[A block of data]
= = = = = = =

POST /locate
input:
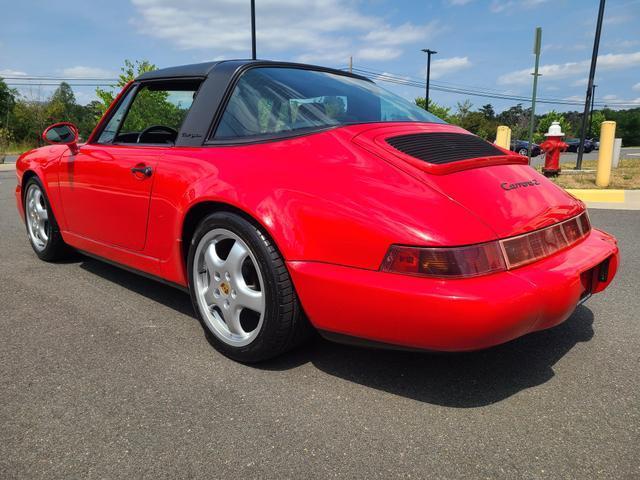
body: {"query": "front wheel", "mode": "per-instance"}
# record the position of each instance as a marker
(242, 291)
(42, 228)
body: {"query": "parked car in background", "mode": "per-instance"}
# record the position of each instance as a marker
(574, 143)
(522, 147)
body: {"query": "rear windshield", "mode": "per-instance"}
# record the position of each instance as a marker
(270, 102)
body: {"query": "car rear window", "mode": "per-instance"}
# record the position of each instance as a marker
(272, 102)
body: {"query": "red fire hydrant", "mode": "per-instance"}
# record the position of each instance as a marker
(552, 147)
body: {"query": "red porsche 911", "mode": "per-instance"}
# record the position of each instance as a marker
(286, 196)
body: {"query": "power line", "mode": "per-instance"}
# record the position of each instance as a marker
(47, 77)
(11, 84)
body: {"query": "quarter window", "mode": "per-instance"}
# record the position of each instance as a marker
(269, 101)
(153, 114)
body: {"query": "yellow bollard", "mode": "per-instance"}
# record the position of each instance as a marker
(605, 154)
(503, 137)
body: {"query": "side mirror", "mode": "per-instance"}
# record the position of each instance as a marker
(63, 133)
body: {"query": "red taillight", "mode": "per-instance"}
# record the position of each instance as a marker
(456, 262)
(485, 258)
(533, 246)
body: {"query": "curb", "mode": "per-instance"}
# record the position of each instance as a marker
(596, 195)
(613, 199)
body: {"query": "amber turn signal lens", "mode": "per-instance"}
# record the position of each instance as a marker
(485, 258)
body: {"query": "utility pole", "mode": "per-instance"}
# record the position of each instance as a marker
(536, 50)
(426, 93)
(253, 29)
(593, 96)
(592, 74)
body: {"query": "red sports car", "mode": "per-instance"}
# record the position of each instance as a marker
(284, 196)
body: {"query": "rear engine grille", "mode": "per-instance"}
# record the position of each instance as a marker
(532, 246)
(442, 148)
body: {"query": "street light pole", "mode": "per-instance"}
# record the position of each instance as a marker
(426, 92)
(592, 74)
(253, 29)
(532, 118)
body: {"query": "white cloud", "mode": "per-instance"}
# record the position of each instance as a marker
(310, 30)
(378, 53)
(499, 6)
(12, 73)
(87, 72)
(445, 66)
(616, 19)
(574, 98)
(458, 3)
(610, 61)
(405, 33)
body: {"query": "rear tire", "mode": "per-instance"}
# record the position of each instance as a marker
(242, 291)
(42, 227)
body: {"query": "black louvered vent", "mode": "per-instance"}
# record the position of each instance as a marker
(440, 148)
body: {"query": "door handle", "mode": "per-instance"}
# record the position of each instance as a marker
(146, 171)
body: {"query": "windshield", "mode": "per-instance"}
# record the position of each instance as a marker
(271, 101)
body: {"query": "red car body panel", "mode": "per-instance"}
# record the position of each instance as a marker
(334, 202)
(451, 315)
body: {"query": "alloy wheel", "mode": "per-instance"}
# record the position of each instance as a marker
(229, 287)
(37, 217)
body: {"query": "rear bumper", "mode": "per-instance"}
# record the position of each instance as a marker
(453, 315)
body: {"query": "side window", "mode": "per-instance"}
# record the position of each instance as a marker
(110, 131)
(154, 115)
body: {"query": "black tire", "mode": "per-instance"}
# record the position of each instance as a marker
(284, 325)
(55, 248)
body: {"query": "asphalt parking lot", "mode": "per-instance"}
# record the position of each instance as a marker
(108, 375)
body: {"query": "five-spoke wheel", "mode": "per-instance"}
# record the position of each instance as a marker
(229, 287)
(241, 289)
(42, 228)
(37, 217)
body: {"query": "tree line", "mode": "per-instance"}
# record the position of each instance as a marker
(22, 120)
(484, 121)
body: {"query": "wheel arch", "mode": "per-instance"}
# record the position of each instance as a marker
(26, 176)
(198, 211)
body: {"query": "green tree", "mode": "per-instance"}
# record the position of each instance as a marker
(488, 111)
(62, 105)
(439, 111)
(596, 122)
(627, 125)
(130, 71)
(28, 121)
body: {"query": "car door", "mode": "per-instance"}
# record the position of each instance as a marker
(106, 186)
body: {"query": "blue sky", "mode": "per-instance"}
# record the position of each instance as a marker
(481, 44)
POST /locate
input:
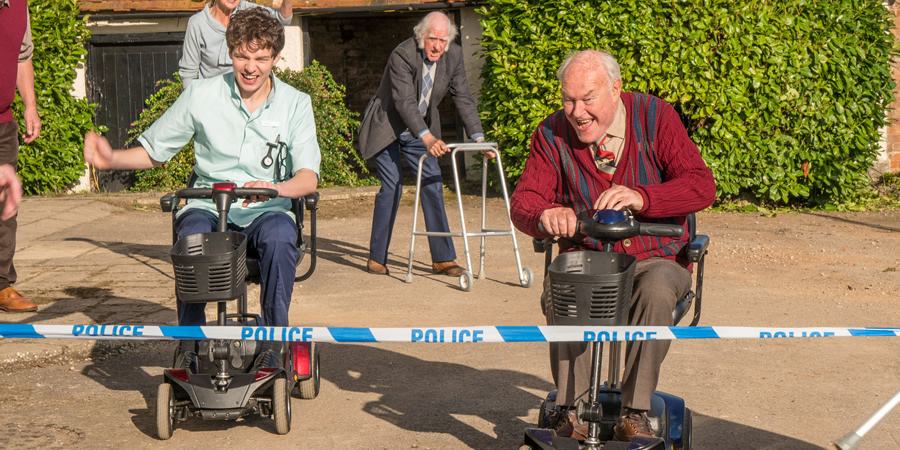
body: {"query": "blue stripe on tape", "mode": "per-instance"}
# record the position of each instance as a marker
(19, 330)
(521, 334)
(872, 332)
(182, 332)
(694, 333)
(351, 334)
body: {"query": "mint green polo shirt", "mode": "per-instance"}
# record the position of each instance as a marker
(230, 143)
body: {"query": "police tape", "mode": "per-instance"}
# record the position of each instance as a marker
(429, 335)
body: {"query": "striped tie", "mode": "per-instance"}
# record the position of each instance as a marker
(427, 84)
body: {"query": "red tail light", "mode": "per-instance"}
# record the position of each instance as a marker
(301, 357)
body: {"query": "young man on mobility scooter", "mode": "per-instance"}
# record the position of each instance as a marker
(608, 149)
(236, 120)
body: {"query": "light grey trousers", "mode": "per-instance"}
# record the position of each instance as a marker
(658, 284)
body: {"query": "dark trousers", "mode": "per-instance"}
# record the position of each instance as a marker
(387, 201)
(272, 238)
(658, 284)
(9, 154)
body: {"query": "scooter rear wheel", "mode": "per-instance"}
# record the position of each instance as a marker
(165, 411)
(309, 388)
(281, 406)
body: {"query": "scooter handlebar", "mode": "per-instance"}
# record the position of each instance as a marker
(238, 192)
(622, 229)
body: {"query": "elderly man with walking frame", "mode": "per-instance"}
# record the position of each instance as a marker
(402, 121)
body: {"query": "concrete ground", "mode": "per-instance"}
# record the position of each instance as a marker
(103, 259)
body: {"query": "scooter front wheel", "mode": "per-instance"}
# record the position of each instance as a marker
(281, 406)
(165, 411)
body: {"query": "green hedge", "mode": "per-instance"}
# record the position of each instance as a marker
(334, 126)
(54, 161)
(766, 88)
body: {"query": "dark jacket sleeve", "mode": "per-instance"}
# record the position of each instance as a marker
(461, 94)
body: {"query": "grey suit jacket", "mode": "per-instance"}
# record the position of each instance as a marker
(394, 107)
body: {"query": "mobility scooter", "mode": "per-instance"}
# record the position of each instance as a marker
(593, 288)
(230, 379)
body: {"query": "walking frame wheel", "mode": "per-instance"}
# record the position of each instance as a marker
(527, 277)
(466, 280)
(165, 411)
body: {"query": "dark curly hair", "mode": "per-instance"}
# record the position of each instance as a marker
(255, 28)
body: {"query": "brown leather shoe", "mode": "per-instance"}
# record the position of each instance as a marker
(449, 268)
(12, 301)
(567, 426)
(632, 423)
(377, 269)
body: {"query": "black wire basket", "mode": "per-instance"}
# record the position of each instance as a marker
(590, 288)
(210, 267)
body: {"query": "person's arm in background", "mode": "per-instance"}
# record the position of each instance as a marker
(25, 85)
(10, 192)
(287, 11)
(189, 64)
(464, 101)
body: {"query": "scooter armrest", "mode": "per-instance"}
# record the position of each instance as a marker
(698, 248)
(167, 202)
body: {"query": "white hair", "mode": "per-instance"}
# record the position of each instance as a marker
(424, 26)
(594, 59)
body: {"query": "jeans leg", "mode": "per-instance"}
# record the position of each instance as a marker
(387, 163)
(272, 237)
(432, 195)
(9, 154)
(193, 221)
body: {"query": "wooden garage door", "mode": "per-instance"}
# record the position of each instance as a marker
(122, 71)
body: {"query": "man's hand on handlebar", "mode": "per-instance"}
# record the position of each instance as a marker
(257, 198)
(618, 198)
(559, 221)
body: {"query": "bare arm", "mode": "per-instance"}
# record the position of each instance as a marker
(25, 85)
(287, 9)
(100, 154)
(10, 192)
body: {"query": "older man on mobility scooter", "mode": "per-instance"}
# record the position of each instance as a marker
(609, 149)
(235, 119)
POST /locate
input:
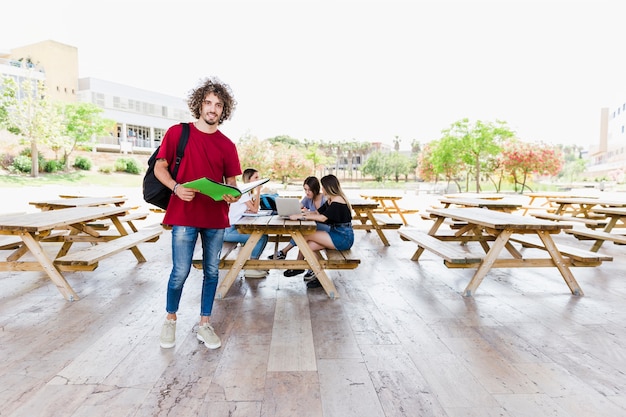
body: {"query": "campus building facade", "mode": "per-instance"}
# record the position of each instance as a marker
(608, 157)
(141, 116)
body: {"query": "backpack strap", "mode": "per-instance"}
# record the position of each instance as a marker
(180, 150)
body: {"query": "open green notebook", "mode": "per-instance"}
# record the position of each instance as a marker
(216, 190)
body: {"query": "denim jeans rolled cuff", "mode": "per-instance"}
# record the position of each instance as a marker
(342, 235)
(183, 245)
(232, 235)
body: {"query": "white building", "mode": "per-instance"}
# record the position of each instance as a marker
(142, 117)
(608, 157)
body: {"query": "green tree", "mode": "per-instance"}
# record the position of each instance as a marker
(521, 159)
(257, 154)
(81, 122)
(289, 162)
(31, 116)
(399, 165)
(446, 158)
(315, 154)
(376, 166)
(478, 142)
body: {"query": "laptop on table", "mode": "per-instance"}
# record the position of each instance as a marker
(286, 207)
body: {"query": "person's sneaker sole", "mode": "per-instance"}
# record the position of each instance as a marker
(314, 283)
(214, 346)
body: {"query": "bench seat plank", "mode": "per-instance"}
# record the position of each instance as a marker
(592, 223)
(451, 252)
(577, 254)
(332, 259)
(598, 235)
(93, 254)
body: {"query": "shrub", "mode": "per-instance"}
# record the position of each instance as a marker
(132, 167)
(6, 160)
(120, 165)
(53, 166)
(22, 163)
(83, 163)
(129, 165)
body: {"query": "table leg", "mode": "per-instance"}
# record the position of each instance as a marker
(487, 263)
(379, 230)
(560, 263)
(123, 232)
(607, 229)
(395, 204)
(313, 261)
(242, 257)
(62, 285)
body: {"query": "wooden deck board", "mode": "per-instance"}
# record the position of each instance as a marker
(401, 338)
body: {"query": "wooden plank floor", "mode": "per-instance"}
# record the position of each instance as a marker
(401, 341)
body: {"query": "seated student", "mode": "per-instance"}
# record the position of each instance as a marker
(249, 202)
(336, 212)
(312, 200)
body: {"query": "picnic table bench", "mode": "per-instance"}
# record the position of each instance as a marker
(366, 218)
(589, 222)
(274, 225)
(616, 218)
(388, 205)
(68, 226)
(495, 231)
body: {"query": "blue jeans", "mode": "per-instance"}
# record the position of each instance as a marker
(183, 244)
(232, 235)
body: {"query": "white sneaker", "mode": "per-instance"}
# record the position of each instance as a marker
(207, 335)
(255, 273)
(168, 334)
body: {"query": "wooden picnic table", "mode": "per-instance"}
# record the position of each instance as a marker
(502, 204)
(296, 229)
(582, 206)
(495, 231)
(366, 218)
(389, 205)
(616, 219)
(541, 200)
(62, 203)
(68, 226)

= = = = = = =

### [WHAT IS BEING ASKED]
Report how many lines of the entries above contain the string "plank", matching case exactly. Give only the number.

### [EXERCISE OUTPUT]
2